━━━ Records

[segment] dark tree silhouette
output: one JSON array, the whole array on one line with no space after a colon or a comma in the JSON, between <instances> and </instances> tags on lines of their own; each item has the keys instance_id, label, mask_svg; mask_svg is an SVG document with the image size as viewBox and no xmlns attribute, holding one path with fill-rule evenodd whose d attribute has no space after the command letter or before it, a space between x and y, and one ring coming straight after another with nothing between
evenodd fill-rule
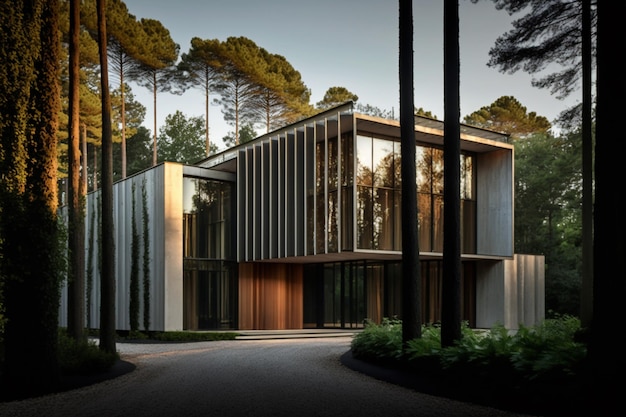
<instances>
[{"instance_id":1,"label":"dark tree silhouette","mask_svg":"<svg viewBox=\"0 0 626 417\"><path fill-rule=\"evenodd\" d=\"M97 0L102 91L102 269L100 272L100 349L115 352L115 241L113 239L113 133L107 63L106 0Z\"/></svg>"},{"instance_id":2,"label":"dark tree silhouette","mask_svg":"<svg viewBox=\"0 0 626 417\"><path fill-rule=\"evenodd\" d=\"M421 276L417 240L413 5L400 0L400 155L402 158L402 342L421 337Z\"/></svg>"},{"instance_id":3,"label":"dark tree silhouette","mask_svg":"<svg viewBox=\"0 0 626 417\"><path fill-rule=\"evenodd\" d=\"M597 108L595 146L593 318L589 357L594 404L598 413L622 406L615 384L626 371L623 299L626 293L626 216L616 201L623 176L623 111L615 99L626 95L621 62L626 55L626 1L598 0ZM603 414L604 415L604 414Z\"/></svg>"},{"instance_id":4,"label":"dark tree silhouette","mask_svg":"<svg viewBox=\"0 0 626 417\"><path fill-rule=\"evenodd\" d=\"M68 121L68 300L67 332L77 340L85 327L85 210L80 169L80 2L70 0Z\"/></svg>"},{"instance_id":5,"label":"dark tree silhouette","mask_svg":"<svg viewBox=\"0 0 626 417\"><path fill-rule=\"evenodd\" d=\"M443 138L443 283L441 345L461 338L461 126L459 2L445 0Z\"/></svg>"}]
</instances>

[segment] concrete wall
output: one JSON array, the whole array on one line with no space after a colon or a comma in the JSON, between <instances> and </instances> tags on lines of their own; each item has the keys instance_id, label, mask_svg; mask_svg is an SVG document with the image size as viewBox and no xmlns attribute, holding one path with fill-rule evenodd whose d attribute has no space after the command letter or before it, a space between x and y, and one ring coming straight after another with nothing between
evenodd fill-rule
<instances>
[{"instance_id":1,"label":"concrete wall","mask_svg":"<svg viewBox=\"0 0 626 417\"><path fill-rule=\"evenodd\" d=\"M545 258L515 255L477 264L476 327L518 329L545 318Z\"/></svg>"},{"instance_id":2,"label":"concrete wall","mask_svg":"<svg viewBox=\"0 0 626 417\"><path fill-rule=\"evenodd\" d=\"M513 256L513 151L476 156L476 253Z\"/></svg>"},{"instance_id":3,"label":"concrete wall","mask_svg":"<svg viewBox=\"0 0 626 417\"><path fill-rule=\"evenodd\" d=\"M183 166L166 164L159 196L163 207L163 330L183 330Z\"/></svg>"},{"instance_id":4,"label":"concrete wall","mask_svg":"<svg viewBox=\"0 0 626 417\"><path fill-rule=\"evenodd\" d=\"M150 330L183 328L183 166L165 163L113 185L113 220L115 224L116 328L130 330L130 273L132 267L132 222L139 239L139 328L143 330L143 200L147 194L150 252ZM134 190L133 190L134 184ZM100 268L98 234L100 233L99 191L87 196L85 220L85 262L91 272L91 302L87 306L85 325L100 325ZM133 216L132 204L135 201ZM91 263L89 259L91 258ZM165 279L167 277L167 280ZM88 276L86 280L89 281ZM88 284L85 285L87 289ZM87 300L86 300L86 303ZM67 325L67 289L61 293L59 322Z\"/></svg>"}]
</instances>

━━━━━━

Check each line above for "segment" and give the number of lines that match, nothing more.

2